_Text under study_.
SALEM — It’s not uncommon for a computer nerd to want to pursue a career in technology. That’s where the biggest threats to national security, banking and personal accounts arise. It’s a fast moving, exciting line of work.
What makes Hunter Jozwiak’s professional choice unique is that he is blind.
Jozwiak understands the importance of this kind of work.
“Cybersecurity is huge,” the 19 year old from Glenwood said. “People don’t pay attention to it. If you don’t encrypt your secret files, it’s like leaving your house with the oven on. Your data will be stolen, or your house will burn down.”
Linda Lavender, a teacher for 20 years at the technology center, was worried about Jozwiak’s ability to perform in his field of study when he entered the network administration and cybersecurity program at the center two years ago. She had never taught a student who was blind, but she said he quickly realized he easily comprehended everything that was going on in class.
“Hunter is very gifted in his ability to retain information and follow along,” Lavender said. “He’s an absolute joy to teach.”
Once Lavender got to know how he learned, she realized he needed very little accommodation. She read captions under pictures to him, and his fellow students also jumped in to help by sharing information.
“He has taught us all that his disability is not a disability,” Lavender said. “You make do with what you have, and you succeed that way.”
Jozwiak took first place in the Virginia competition for networking concepts through the Future Business Leaders of America. He was scheduled to compete for the national title in Chicago this summer, too.
“You get a lot of opportunities,” Jozwiak said. “Some people pass them up. Some people take them. I have the motivation to take them.”
During the state competition in Reston, Lavender said Jozwiak took the test by having it read to him and the computer screen described. He then had to describe back what he wanted to have done to solve the problem.
“It was very impressive,” Lavender said. “He holds nothing back.”
Jozwiak won’t be done with his travels after his time in the Windy City. He heads to Dallas for the American Council for the Blind Conference in July.
“He’s very independent,” Jackie Hargett, his mother, said.”I have a heart attack each time he leaves. He travels better than I do.”

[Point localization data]
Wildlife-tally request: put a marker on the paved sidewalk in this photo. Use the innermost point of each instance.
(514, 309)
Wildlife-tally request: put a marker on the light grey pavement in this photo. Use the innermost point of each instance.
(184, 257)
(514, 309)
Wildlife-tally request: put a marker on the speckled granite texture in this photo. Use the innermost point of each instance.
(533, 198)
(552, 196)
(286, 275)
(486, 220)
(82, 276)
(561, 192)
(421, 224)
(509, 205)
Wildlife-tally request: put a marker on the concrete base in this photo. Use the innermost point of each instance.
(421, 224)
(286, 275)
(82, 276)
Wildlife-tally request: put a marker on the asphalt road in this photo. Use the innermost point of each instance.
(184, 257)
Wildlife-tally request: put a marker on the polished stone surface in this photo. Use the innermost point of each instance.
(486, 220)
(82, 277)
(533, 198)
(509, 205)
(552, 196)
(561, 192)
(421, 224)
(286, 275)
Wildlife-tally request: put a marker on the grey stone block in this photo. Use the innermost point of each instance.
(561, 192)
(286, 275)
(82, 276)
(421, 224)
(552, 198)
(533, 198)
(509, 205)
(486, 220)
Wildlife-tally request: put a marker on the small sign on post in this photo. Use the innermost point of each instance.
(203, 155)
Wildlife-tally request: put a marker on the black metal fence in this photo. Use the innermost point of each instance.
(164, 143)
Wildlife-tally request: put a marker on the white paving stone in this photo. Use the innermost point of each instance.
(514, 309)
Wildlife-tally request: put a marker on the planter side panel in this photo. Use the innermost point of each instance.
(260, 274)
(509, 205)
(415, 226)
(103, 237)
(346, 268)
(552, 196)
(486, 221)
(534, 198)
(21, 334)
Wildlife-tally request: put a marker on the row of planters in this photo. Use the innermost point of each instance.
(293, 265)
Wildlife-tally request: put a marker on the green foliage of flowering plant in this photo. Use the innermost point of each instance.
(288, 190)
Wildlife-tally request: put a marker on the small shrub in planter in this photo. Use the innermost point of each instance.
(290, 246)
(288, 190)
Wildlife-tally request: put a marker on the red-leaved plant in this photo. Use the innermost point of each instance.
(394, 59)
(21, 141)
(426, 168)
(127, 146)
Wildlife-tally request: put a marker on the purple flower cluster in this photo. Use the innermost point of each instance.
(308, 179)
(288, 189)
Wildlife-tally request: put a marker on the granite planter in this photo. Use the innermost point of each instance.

_Work request_. Continue the article about Hunter Jozwiak, a blind cybersecurity student, from the point where it stops. The records have nothing to do with the article.

_Task response_.
Jozwiak will study at George Mason University this fall. He’ll room with his friend, Eric Lee, from the technology center.
“It’s interesting to be with Hunter,” said Lee, a graduate of Ocean Lakes High School and the technology center. “I’ve seen him do things I didn’t think he could do. He has gardened with his mom and has gone bowling. I was intrigued by that as I tried to figure out how that even comes about.”
Hargett also added that Jozwiak was involved with the jazz, marching and concert bands at Salem High School, where he played tuba and guitar. The staff a Salem High School was fantastic when working with her son, she said.
“He’s very accomplished,” Hargett said. “He works so hard to get as far as he has. He doesn’t let anything get him down.”
James Jozwiak remembers the diagnosis when his son was born. There was disbelief, he said, but they had to accept it.
“Our goal was to find out how we could make his life better for him to help him,” said James Jozwiak, who now lives in Wisconsin. “It was a challenge and a struggle.”
He added that Hunter Jozwiak’s mother did a phenomenal job with their son.
Hunter Jozwiak, too, knows how to overcome challenges. He rides the public buses to get around town. He navigates the buildings at school with a fearless flow. He ties his own ties although he says he hates to do it.
He’s more a business casual kind of guy, but he has success in his sites.
“I like to see people succeed,” Jozwiak said. “I’m an outgoing person and would like to see more blind people go into technology, make it a passion, study, get certified, get a job, break down unemployment barriers, make a difference.”